SOURCE RECORDS Start Marker
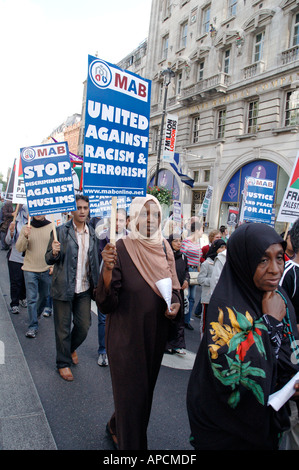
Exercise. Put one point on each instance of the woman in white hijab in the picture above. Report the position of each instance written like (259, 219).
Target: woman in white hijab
(138, 319)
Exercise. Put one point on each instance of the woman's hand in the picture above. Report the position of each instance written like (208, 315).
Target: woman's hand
(55, 247)
(174, 308)
(273, 305)
(296, 394)
(109, 256)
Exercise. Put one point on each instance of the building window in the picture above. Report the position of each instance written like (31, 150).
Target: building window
(292, 109)
(226, 61)
(201, 66)
(195, 129)
(179, 83)
(221, 123)
(184, 33)
(166, 9)
(206, 13)
(232, 7)
(160, 92)
(296, 31)
(165, 42)
(258, 47)
(206, 176)
(253, 108)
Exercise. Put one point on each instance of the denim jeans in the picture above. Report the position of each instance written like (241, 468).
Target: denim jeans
(101, 332)
(37, 291)
(69, 339)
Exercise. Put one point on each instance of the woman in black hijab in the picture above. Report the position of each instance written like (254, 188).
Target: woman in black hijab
(246, 351)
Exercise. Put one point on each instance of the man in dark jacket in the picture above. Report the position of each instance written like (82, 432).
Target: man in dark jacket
(75, 258)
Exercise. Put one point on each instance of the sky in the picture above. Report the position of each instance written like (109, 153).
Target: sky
(44, 48)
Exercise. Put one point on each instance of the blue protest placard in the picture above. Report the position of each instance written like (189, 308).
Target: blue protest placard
(258, 200)
(48, 179)
(116, 131)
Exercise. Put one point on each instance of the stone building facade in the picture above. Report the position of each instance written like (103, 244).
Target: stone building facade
(235, 92)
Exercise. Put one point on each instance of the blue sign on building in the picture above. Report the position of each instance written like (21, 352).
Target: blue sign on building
(116, 131)
(258, 200)
(48, 179)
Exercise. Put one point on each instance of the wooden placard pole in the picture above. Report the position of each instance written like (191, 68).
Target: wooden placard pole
(113, 220)
(54, 228)
(16, 213)
(286, 231)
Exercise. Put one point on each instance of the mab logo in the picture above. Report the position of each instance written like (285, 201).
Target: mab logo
SOURCE RECORDS End Marker
Your task is to count the lines in the material containing the word "logo" and to state only that number.

*RESPONSE FOR THIS EXERCISE:* 2